*En qué consiste:*
Sigue escribiendo el texto sobre los cristianos coptos a partir de su última oración.

*Fragmento del texto:*
========================================================================

Dentro de la fabulosa iglesia colgante de San Jorge, un puñado de jóvenes aborda a los turistas. Esta vez no quieren vender collares ni amuletos en forma de escarabajos, ni tratan de colar plátano como si fuera papiro. Sólo buscan conversación. Son estudiantes de Español, aspirantes a entrar en el negocio turístico, uno de los pocos asentados en el país y motor de la economía doméstica. Todos son coptos, de otra manera no podrían estar allí. Para entrar en la iglesia han de mostrar la cruz que tienen tatuada en la cara interna de su muñeca. El que no la lleva debe exhibir su documento de identidad para acreditar su confesión cristiana.

Los ortodoxos coptos, acostumbrados a vivir en un ambiente hostil, han aprendido a reforzar sus lazos y a mantener su identidad. Muchos vaticinaban su desaparición, pero todavía suman 6,5 millones en el país de los faraones. Hablan árabe, pero siguen utilizando su particular variante del griego para las ceremonias. Su religiosidad, además, es una de las claves de su supervivencia. Cuando se les explica que en España hay mucha gente que no sigue los preceptos de la Iglesia, no cree e incluso detesta a la jerarquía eclesiástica, abren los ojos como platos. «¿Por qué?», preguntan, con la misma fascinación e incredulidad que un niño. En el mundo de los coptos, el laicismo no es una opción.

========================================================================

*Líneas de datos:*
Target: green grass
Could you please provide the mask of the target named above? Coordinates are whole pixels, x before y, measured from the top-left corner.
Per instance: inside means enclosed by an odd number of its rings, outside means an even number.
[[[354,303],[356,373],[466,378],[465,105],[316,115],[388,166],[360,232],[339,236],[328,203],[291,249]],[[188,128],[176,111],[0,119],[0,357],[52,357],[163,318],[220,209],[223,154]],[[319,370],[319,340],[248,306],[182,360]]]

========================================================================

*Respuesta:*
De todas formas, ellos se ven a sí mismos más o menos integrados y tienen más preocupaciones que las amenazas de los radicales islámicos. «Me interesa más encontrar trabajo», confiesa Andro, un estudiante consciente de que vive en un país con una tasa de paro del 40 por ciento y que sueña con visitar España. Para las mujeres la cosa se presenta aun peor. Se forman, destacan en sus calificaciones muy por encima de sus compañeros, pero su vida laboral padece de temprana caducidad. «En cuanto te casas, tienes que dejar el trabajo y dedicarte a la casa», se lamenta Marihan, que lo tiene muy claro: «No quiero casarme nunca». Como el conservadurismo no entiende de confesiones, ella, cristiana, mantiene en secreto que ya no vive con sus padres, sino en un piso con su hermana. No vayan a pensar que es una fresca.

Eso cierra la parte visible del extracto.